_作業内容 1_
以下の Unity 2D 開発のヒントに関する文章にある一文「スプライトの PPU は、ワールド空間の 1 ユニット分の距離に対応する、スプライト画像の幅または高さ方向に並ぶピクセルの数を表します。」を英語に訳してください。

***** 読解用抜粋 *****

Unity を使って 2D ゲームを作ることを計画しているなら、2D テクニカルプロダクトマネージャーの Rus Scammell と 2D プロダクトマーケティングマネージャーの Eduardo Oriz からの役立つヒントをぜひご覧ください。プロジェクトを素早く立ち上げ、プロジェクト全体を通じて効率よく仕事するために役立つヒントばかりです。
2D テンプレートを使えば、新しいプロジェクトをすぐに始めることができます。このテンプレートは Unity Hub から利用可能です。このテンプレートの設定で特徴的なものは以下の通りです。
Unity 2020.2 以降では、2D メニュー項目がゲームオブジェクトやアセット作成メニューの中で最上位の項目として表示されるようになりました。また、SpriteShape や Pixel Perfect Camera などの新しい機能のメニューも追加されています。
Pixel Per Unit(PPU)は、2D 開発において重要な概念です。スプライトの PPU は、ワールド空間の 1 ユニット分の距離に対応する、スプライト画像の幅または高さ方向に並ぶピクセルの数を表します。
スプライトの PPU をいくつにするかは早めに検討するべきです。PPU は、ピクセル密度のコントロールの他に、スプライトレンダラーの描画モードやタイルマップなどの他のシステムでのスプライトの使用方法にも影響を与えます。ゲームやプラットフォームのデザインに合ったピクセル密度を選び、不必要に大きなテクスチャは避けるようにしましょう。
2D PSD Importer は、レイヤー化された Adobe Photoshop PSB ファイルを Unity にインポートします。Mosaic などの機能を利用して、インポートしたレイヤーとキャラクターリグから自動的にスプライトシートを生成することができます。そして、Unity はキャラクターのスプライトをソースファイルでの配置を再現する形で再構築します。このインポーターは、2D アニメーションシステムや複数レイヤーで構成されたキャラクターを扱うワークフローで最適に動作するように設計されています。
最終的な色を画面に表示するために使うパスの数を減らすことを検討してください。ピクセルが半透明の場合、最終的な色を計算する際には、重なり合うすべてのピクセルについて考慮する必要があります。透明度を持つピクセルの描画のオーバードローが起きると、GPU のパフォーマンスが低下します。特にパワーの低いデバイスや高いフレームレートが要求される場合、この影響は顕著です。シーン内のスプライトはすべて透明度を持つとみなされますが、この場合でもオーバードローを減らす方法があります。
Unity はスプライトマスクの内側のピクセルのみをオーバードローします。完全な矩形の場合はその領域全体がオーバードローされますが、メッシュタイプが Tight に設定されていると、生成されたメッシュはスプライトの輪郭だけに沿って描画され、何もない部分は無視されるため、オーバードローされる範囲が狭くなります。メッシュの輪郭をさらに精密にコントロールしたい場合は、スプライトエディターから変更することができます。

*****

_作業内容 2_
下のレコードから「wooden」という語を含む行をすべて選び、そのまま書き写してください。

***** 保存データ行 *****

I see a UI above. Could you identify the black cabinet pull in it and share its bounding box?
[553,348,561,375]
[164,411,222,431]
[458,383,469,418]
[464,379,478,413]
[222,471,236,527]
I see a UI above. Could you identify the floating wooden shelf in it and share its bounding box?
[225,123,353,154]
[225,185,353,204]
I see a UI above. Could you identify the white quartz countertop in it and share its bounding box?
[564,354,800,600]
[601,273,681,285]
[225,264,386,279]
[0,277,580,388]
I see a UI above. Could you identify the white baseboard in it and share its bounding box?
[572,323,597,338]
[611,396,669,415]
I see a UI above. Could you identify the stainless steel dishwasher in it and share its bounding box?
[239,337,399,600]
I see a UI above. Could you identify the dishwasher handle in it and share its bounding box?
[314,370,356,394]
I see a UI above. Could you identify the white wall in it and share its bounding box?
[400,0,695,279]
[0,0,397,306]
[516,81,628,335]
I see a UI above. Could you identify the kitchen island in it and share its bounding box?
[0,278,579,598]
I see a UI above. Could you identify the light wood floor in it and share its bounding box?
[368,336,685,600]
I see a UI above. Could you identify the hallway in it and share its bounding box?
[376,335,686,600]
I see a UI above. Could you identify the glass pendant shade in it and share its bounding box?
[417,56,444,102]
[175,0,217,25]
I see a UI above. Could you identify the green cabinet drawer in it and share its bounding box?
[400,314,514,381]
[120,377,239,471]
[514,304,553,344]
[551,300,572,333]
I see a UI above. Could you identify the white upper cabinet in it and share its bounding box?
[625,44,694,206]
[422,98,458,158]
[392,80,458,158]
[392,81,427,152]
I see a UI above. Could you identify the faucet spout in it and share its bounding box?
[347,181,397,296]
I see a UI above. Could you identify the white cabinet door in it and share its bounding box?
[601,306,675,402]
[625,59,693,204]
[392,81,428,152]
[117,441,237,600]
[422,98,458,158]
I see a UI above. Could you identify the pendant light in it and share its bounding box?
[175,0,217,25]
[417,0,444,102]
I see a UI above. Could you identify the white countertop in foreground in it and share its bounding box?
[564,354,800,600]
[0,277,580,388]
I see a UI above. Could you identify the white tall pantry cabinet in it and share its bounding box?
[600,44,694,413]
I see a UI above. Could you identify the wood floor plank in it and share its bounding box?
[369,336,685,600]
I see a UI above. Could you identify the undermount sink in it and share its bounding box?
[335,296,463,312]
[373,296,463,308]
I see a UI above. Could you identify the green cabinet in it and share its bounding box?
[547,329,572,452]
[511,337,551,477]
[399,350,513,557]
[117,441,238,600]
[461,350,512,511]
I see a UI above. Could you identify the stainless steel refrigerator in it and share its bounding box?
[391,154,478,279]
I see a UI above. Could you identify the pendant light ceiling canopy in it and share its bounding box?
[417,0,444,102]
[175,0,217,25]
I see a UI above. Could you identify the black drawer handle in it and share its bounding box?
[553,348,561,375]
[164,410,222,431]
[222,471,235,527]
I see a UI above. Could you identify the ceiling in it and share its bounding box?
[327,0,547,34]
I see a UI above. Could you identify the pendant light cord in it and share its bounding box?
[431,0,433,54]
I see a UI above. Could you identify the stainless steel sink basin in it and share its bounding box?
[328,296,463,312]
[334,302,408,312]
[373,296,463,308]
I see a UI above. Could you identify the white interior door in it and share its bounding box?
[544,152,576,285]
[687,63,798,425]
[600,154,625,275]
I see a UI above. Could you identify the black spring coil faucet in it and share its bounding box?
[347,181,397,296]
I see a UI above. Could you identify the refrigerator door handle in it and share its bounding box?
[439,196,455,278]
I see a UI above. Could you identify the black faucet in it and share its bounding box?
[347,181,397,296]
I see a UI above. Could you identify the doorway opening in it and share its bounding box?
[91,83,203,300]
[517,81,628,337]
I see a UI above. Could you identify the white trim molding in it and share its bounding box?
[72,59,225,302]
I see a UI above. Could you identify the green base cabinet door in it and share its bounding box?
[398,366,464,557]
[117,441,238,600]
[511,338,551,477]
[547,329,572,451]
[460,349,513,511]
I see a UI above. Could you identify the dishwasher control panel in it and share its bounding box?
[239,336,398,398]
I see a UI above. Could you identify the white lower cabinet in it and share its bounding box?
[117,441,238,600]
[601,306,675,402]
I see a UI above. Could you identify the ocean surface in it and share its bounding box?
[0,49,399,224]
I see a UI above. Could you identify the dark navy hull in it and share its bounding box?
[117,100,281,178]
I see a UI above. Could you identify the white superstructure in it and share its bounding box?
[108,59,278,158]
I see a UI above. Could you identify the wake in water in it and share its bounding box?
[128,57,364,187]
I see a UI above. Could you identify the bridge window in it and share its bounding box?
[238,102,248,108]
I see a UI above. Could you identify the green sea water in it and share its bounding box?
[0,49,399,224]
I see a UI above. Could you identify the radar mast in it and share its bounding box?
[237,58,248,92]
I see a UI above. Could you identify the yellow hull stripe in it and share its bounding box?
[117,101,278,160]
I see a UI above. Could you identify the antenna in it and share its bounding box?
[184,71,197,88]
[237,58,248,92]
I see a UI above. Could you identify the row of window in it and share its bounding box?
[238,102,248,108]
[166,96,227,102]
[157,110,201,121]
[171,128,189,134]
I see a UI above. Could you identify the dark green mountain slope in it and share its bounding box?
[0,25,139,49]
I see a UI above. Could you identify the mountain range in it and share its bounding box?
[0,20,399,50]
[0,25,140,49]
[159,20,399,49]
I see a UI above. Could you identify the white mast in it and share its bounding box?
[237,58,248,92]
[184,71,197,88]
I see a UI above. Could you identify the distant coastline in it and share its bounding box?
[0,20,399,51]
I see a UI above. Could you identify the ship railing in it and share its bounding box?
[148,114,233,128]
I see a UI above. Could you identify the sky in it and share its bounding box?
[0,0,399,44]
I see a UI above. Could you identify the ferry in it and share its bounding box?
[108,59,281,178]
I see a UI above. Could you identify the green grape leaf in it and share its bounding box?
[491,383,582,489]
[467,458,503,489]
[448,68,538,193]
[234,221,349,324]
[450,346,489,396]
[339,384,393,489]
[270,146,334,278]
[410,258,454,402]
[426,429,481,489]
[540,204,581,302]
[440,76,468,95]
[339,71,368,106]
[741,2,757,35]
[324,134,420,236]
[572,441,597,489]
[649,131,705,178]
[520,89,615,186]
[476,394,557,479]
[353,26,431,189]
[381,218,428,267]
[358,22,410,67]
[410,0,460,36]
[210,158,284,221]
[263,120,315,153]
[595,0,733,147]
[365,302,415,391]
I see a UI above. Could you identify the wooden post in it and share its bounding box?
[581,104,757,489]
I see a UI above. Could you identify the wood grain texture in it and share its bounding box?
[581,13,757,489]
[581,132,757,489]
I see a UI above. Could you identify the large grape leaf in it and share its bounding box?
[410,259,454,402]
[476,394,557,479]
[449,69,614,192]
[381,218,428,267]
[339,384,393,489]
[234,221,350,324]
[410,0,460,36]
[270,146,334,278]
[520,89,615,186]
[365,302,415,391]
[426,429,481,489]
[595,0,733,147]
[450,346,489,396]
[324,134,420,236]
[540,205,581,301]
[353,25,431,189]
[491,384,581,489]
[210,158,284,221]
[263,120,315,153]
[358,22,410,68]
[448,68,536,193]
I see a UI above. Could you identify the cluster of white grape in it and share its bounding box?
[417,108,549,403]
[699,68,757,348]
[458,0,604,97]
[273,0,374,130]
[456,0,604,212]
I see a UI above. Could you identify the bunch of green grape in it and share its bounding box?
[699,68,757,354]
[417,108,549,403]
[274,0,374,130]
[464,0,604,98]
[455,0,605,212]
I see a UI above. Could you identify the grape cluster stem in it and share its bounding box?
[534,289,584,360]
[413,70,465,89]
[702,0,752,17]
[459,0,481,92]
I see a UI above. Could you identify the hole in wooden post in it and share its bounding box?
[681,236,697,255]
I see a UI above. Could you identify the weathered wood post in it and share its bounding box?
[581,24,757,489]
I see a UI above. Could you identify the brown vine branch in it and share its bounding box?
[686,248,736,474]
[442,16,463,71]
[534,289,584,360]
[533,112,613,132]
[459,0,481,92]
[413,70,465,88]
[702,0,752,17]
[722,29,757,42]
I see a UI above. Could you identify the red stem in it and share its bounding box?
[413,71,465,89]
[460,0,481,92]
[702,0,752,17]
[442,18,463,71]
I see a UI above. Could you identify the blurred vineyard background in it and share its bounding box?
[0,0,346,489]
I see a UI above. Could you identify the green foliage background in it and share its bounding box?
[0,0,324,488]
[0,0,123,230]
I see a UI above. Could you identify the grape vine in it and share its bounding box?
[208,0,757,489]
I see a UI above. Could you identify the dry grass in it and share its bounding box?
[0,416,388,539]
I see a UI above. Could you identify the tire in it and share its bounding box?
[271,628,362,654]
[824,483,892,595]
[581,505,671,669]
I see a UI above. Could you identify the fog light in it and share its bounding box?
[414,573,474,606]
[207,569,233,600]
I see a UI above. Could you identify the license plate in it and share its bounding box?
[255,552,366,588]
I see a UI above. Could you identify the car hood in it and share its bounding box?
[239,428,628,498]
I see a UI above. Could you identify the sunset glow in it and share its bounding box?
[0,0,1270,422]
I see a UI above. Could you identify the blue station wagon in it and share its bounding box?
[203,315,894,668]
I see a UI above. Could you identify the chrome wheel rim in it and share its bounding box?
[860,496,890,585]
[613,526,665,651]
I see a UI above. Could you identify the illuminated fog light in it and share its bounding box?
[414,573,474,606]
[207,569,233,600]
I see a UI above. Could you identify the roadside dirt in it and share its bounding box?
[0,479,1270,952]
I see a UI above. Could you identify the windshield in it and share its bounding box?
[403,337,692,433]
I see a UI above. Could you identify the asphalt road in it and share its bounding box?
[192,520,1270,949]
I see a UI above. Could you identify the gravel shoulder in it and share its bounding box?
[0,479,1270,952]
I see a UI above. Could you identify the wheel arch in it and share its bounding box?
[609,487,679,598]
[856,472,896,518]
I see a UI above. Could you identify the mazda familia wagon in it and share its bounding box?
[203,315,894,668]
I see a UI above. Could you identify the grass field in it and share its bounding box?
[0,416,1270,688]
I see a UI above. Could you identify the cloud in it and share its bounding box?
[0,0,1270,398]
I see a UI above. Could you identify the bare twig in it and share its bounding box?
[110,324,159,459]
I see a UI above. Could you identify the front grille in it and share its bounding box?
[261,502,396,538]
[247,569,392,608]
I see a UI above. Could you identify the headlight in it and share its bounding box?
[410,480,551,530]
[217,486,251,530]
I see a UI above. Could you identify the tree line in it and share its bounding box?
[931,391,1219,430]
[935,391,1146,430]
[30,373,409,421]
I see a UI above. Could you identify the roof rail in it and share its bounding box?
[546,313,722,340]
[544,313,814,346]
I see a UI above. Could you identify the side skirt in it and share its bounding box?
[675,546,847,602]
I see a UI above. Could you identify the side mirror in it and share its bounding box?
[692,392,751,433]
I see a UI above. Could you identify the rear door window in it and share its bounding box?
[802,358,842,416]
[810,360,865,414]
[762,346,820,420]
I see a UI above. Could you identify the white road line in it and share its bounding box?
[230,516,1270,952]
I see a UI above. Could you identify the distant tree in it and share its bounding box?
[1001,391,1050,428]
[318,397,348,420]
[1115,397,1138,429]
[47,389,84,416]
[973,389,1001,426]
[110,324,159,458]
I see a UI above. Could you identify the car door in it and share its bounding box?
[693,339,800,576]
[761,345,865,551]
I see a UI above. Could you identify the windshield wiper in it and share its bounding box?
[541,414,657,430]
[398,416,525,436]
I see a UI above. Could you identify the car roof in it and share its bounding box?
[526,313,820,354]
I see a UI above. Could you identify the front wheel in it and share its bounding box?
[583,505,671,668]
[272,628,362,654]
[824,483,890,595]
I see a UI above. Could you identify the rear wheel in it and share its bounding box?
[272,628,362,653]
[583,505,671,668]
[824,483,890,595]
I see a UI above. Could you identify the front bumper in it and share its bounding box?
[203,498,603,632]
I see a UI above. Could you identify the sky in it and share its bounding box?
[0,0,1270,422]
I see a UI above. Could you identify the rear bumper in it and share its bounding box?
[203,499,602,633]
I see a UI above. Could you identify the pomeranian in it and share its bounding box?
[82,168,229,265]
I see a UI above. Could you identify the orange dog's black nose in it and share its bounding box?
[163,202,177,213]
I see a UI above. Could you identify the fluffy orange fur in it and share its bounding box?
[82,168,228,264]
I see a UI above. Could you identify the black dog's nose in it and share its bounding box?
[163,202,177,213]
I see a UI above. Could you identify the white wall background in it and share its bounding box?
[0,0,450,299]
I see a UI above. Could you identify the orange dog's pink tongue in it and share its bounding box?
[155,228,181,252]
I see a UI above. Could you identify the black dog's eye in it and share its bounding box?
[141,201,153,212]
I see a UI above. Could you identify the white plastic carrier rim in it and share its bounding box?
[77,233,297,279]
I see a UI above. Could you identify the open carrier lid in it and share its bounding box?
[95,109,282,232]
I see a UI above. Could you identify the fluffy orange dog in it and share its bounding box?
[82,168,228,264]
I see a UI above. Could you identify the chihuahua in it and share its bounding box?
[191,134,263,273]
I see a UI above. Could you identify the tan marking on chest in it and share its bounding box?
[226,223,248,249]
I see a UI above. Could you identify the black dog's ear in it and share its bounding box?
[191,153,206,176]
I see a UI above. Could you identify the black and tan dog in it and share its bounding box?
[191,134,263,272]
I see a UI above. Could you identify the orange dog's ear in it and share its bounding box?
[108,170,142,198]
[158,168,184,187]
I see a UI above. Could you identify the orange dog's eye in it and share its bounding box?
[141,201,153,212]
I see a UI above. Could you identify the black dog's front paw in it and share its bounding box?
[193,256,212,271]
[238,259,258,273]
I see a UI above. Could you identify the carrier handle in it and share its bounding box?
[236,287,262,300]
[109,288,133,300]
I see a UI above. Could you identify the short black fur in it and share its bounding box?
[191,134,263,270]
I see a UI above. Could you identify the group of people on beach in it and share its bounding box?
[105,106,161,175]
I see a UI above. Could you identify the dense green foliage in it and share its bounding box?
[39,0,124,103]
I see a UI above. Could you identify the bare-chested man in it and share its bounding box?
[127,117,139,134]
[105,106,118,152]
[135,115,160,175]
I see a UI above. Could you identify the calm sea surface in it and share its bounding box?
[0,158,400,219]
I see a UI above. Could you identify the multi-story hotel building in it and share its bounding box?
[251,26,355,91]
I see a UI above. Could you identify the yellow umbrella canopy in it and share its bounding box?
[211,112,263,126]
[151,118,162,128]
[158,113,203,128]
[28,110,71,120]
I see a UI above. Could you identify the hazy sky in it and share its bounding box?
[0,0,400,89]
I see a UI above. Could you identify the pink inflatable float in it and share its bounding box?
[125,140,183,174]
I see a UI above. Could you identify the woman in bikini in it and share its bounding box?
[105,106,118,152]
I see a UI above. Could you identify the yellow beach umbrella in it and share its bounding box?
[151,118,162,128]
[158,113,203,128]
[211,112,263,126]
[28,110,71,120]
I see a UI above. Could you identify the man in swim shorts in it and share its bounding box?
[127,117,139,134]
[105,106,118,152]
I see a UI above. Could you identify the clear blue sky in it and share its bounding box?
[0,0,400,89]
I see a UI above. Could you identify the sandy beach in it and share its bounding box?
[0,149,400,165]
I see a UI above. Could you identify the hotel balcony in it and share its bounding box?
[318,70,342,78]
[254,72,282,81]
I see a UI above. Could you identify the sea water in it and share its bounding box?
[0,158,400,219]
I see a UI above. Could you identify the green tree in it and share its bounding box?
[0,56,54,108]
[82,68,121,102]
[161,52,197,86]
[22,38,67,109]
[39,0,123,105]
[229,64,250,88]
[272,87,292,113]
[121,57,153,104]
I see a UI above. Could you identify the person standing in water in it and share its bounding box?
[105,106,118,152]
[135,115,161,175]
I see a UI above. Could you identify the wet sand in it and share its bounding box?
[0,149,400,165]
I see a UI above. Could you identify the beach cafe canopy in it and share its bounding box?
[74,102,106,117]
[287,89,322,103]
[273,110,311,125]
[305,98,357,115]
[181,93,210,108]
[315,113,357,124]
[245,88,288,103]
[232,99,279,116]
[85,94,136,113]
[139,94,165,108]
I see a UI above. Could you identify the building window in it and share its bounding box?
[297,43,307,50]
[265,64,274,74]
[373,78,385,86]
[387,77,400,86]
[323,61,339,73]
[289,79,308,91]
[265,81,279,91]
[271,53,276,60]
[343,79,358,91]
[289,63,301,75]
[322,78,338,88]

*****

_出力全文 1_
A sprite's PPU represents the number of pixels along the width or height of the sprite image that corresponds to a distance of one unit in world space.

_出力全文 2_
I see a UI above. Could you identify the floating wooden shelf in it and share its bounding box?
I see a UI above. Could you identify the wooden post in it and share its bounding box?
I see a UI above. Could you identify the hole in wooden post in it and share its bounding box?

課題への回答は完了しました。